Stored data entries:
*** Block opens ***

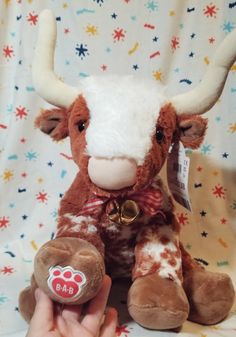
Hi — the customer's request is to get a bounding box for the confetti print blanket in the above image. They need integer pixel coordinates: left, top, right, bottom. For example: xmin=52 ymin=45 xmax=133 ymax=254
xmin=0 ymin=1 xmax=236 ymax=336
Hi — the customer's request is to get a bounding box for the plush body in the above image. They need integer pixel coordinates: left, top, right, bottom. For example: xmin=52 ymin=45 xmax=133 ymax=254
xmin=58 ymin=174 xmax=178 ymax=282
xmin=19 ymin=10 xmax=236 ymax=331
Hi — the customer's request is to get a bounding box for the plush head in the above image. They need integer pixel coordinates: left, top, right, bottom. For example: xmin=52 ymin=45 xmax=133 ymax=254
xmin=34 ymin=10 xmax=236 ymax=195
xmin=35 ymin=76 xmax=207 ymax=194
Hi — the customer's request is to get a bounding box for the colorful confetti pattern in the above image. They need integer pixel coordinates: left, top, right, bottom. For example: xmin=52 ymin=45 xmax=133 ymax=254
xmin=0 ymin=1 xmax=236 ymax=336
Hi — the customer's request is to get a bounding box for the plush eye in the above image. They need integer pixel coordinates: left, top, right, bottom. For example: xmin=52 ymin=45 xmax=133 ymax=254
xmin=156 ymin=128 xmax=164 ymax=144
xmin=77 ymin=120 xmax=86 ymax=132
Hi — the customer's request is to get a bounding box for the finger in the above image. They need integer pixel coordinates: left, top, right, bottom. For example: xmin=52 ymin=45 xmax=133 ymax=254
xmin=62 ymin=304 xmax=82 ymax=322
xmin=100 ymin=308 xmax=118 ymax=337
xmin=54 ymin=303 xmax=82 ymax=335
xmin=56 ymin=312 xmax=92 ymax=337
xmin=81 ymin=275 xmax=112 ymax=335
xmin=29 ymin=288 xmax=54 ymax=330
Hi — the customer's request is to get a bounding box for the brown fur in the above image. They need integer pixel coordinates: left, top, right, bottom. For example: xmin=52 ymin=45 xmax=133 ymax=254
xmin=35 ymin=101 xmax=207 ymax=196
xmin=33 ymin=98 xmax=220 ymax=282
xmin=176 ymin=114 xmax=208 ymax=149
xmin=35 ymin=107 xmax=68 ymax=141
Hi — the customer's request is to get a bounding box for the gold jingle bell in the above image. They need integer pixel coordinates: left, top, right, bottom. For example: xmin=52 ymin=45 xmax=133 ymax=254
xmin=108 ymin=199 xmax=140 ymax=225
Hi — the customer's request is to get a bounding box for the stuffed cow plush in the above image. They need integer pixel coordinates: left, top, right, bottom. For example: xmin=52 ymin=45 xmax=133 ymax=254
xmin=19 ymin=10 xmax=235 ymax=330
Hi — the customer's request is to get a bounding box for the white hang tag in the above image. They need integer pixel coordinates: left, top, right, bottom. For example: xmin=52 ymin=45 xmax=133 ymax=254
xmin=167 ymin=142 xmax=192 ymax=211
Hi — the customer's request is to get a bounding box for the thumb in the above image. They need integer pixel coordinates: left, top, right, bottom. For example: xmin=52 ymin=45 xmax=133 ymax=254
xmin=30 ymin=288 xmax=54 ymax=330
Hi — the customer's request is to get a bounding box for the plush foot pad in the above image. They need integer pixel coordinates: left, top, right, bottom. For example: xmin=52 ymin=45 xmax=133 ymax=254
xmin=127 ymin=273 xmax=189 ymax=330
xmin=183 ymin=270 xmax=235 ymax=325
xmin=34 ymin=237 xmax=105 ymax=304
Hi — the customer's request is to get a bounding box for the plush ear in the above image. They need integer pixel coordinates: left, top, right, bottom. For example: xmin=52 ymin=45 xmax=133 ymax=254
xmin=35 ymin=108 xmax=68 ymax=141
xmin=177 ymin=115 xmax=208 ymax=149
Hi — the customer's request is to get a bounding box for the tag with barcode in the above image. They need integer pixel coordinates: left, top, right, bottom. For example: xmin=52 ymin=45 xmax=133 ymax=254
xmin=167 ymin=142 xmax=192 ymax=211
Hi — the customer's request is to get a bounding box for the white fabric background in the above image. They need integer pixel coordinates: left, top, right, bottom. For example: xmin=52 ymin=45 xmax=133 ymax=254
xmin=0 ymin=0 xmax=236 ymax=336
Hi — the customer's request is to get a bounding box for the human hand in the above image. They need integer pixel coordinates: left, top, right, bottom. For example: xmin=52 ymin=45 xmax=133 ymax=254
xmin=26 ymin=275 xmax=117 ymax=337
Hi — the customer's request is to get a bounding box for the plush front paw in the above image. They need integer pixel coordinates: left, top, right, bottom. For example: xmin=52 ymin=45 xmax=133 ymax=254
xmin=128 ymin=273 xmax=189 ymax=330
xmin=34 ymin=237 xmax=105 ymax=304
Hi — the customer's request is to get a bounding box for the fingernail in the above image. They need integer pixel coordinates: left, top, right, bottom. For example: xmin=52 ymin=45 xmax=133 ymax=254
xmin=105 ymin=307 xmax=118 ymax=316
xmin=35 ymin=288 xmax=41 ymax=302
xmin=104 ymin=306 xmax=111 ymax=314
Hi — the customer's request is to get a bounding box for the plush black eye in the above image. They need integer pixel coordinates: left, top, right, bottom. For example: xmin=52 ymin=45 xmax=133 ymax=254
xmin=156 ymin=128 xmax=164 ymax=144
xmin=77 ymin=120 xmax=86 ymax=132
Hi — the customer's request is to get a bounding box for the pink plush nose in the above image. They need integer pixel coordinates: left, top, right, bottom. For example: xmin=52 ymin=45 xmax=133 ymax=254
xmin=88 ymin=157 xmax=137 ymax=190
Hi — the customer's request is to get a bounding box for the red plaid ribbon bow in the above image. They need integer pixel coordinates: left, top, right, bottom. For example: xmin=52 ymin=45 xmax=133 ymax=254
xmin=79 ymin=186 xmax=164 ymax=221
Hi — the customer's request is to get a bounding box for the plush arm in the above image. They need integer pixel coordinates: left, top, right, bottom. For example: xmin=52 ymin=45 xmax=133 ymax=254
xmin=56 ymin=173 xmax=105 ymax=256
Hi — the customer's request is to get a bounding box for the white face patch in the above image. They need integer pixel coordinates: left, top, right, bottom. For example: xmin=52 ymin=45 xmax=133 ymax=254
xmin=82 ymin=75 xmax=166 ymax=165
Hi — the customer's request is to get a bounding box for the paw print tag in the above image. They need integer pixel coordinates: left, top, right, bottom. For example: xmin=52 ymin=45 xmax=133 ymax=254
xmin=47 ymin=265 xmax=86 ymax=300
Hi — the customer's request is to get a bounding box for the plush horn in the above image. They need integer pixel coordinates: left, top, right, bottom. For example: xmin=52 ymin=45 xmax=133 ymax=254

*** Block closes ***

Pictures stay out of the copy; please restate every record above exactly.

[EXERCISE ANSWER]
Hi — the customer's request is to get a bounding box for the confetti print blanket in the above image. They need integer pixel coordinates: left, top, right, bottom. For example: xmin=52 ymin=45 xmax=133 ymax=254
xmin=0 ymin=1 xmax=236 ymax=336
Hi — the customer's request is to get a bounding box for the plush body in the above image. They need integer pixel coordinates: left, top, right, bottom. For example: xmin=52 ymin=45 xmax=133 ymax=254
xmin=58 ymin=174 xmax=178 ymax=282
xmin=19 ymin=10 xmax=236 ymax=331
Hi — the customer's request is to get a bounding box for the plush head in the above image. They need integer pixel coordinates: left, top, right, bottom. For example: xmin=52 ymin=45 xmax=133 ymax=254
xmin=34 ymin=10 xmax=236 ymax=195
xmin=35 ymin=76 xmax=207 ymax=194
Hi — the customer's request is to get a bounding box for the colorful confetti pattern in the above image. They need integer pixel coordinates: left, top, right, bottom. For example: xmin=52 ymin=45 xmax=133 ymax=254
xmin=0 ymin=1 xmax=236 ymax=336
Hi — the customer's request is to get a bounding box for the plush eye in the above image. They need integer pixel coordinates: left, top, right, bottom. For example: xmin=52 ymin=45 xmax=133 ymax=254
xmin=156 ymin=128 xmax=164 ymax=144
xmin=77 ymin=120 xmax=86 ymax=132
Hi — the customer's request is to get a bounding box for the finger in the above image. They need integer pixel coordinates: left, top, right, bottom. For example: xmin=52 ymin=45 xmax=133 ymax=254
xmin=62 ymin=304 xmax=82 ymax=322
xmin=100 ymin=308 xmax=118 ymax=337
xmin=54 ymin=303 xmax=82 ymax=335
xmin=56 ymin=312 xmax=92 ymax=337
xmin=81 ymin=275 xmax=112 ymax=335
xmin=29 ymin=288 xmax=54 ymax=330
Hi — the customer's request is to get a bounding box for the brown fur in the above image. They need integer pixel coordinates: left, top, right, bottom. For example: xmin=52 ymin=45 xmax=133 ymax=254
xmin=35 ymin=101 xmax=207 ymax=196
xmin=33 ymin=98 xmax=220 ymax=282
xmin=176 ymin=114 xmax=208 ymax=149
xmin=35 ymin=107 xmax=68 ymax=141
Hi — the customer's request is to get a bounding box for the gold jingle bell in the above image. They need integer pixel coordinates: left, top, right, bottom. For example: xmin=52 ymin=45 xmax=133 ymax=254
xmin=108 ymin=199 xmax=140 ymax=225
Hi — the customer's request is to get a bounding box for the stuffed cow plush in the above image. They need integer pixel coordinates: left, top, right, bottom. For example: xmin=52 ymin=45 xmax=133 ymax=254
xmin=19 ymin=10 xmax=235 ymax=330
Hi — the customer's request is to get a bounding box for the white hang tag in the above image. They need integer pixel coordinates: left, top, right, bottom. For example: xmin=52 ymin=45 xmax=133 ymax=254
xmin=167 ymin=142 xmax=192 ymax=211
Hi — the customer's request is to get a bounding box for the thumb in the above image. They need integer pixel coordinates: left, top, right, bottom. For example: xmin=52 ymin=45 xmax=133 ymax=254
xmin=30 ymin=288 xmax=54 ymax=330
Hi — the customer's request is to get a bounding box for the plush foot pad in the above image. They need integer pixel coordinates: left, top, right, bottom. For example: xmin=52 ymin=45 xmax=133 ymax=254
xmin=127 ymin=273 xmax=189 ymax=330
xmin=183 ymin=270 xmax=235 ymax=325
xmin=34 ymin=237 xmax=105 ymax=304
Hi — the customer's request is to get a bounding box for the plush ear in the above image. They need integer pixel coordinates: left, top, right, bottom. For example: xmin=52 ymin=45 xmax=133 ymax=254
xmin=35 ymin=108 xmax=68 ymax=141
xmin=177 ymin=115 xmax=208 ymax=149
Hi — the customer's request is to get a bounding box for the tag with barcode in the above image. They need integer pixel coordinates: left, top, right, bottom. For example: xmin=52 ymin=45 xmax=133 ymax=254
xmin=167 ymin=142 xmax=192 ymax=211
Hi — the customer's request is to get a bounding box for the white fabric background in the above image. They need integer pixel coordinates: left, top, right, bottom. For example: xmin=52 ymin=45 xmax=133 ymax=254
xmin=0 ymin=0 xmax=236 ymax=336
Hi — the customer's request is to get a bounding box for the human hand in the above image. They need integer pixel coordinates: left, top, right, bottom. For example: xmin=52 ymin=45 xmax=133 ymax=254
xmin=26 ymin=275 xmax=117 ymax=337
Hi — the customer's request is to get a bounding box for the plush front paw in the above image. They need integer pixel coordinates: left, top, right, bottom. For example: xmin=52 ymin=45 xmax=133 ymax=254
xmin=128 ymin=273 xmax=189 ymax=330
xmin=34 ymin=237 xmax=105 ymax=304
Hi — the customer's request is to get a bounding box for the fingernail in the above image. They need integer pixel coordinates: left, top, right, bottom. For example: xmin=52 ymin=45 xmax=133 ymax=254
xmin=105 ymin=307 xmax=118 ymax=316
xmin=35 ymin=288 xmax=41 ymax=302
xmin=104 ymin=306 xmax=111 ymax=314
Hi — the customer's request is to get a bounding box for the plush black eye in the above image. They need integer pixel coordinates: left, top, right, bottom. For example: xmin=52 ymin=45 xmax=133 ymax=254
xmin=156 ymin=128 xmax=164 ymax=144
xmin=77 ymin=120 xmax=86 ymax=132
Hi — the customer's request is to get a bounding box for the pink plush nose in the above image. They need integer pixel coordinates: left, top, right, bottom. For example: xmin=52 ymin=45 xmax=133 ymax=254
xmin=88 ymin=157 xmax=137 ymax=190
Hi — the customer's request is to get a bounding box for the red plaid ribbon bow in the above image. They need integer pixel coordinates: left, top, right, bottom. For example: xmin=52 ymin=45 xmax=133 ymax=254
xmin=79 ymin=186 xmax=164 ymax=221
Hi — the customer's request is to get a bounding box for the plush arm in the above image. They need integer pixel coordinates: left, top, right, bottom. For example: xmin=52 ymin=45 xmax=133 ymax=254
xmin=56 ymin=173 xmax=105 ymax=256
Hi — the customer's request is to get a bounding box for the white face patch in the above image. They need integer pixel coordinates: left, top, right, bottom. For example: xmin=52 ymin=45 xmax=133 ymax=254
xmin=82 ymin=75 xmax=166 ymax=165
Hi — the customer's request is to get a bounding box for the paw print tag in the above image. They need integer pixel coordinates: left, top, right, bottom. For example: xmin=52 ymin=45 xmax=133 ymax=254
xmin=47 ymin=265 xmax=86 ymax=300
Hi — the customer's request is to get a bounding box for the plush horn in the above image. They need integer pixel coordinates: left, top, right, bottom. For example: xmin=52 ymin=45 xmax=133 ymax=254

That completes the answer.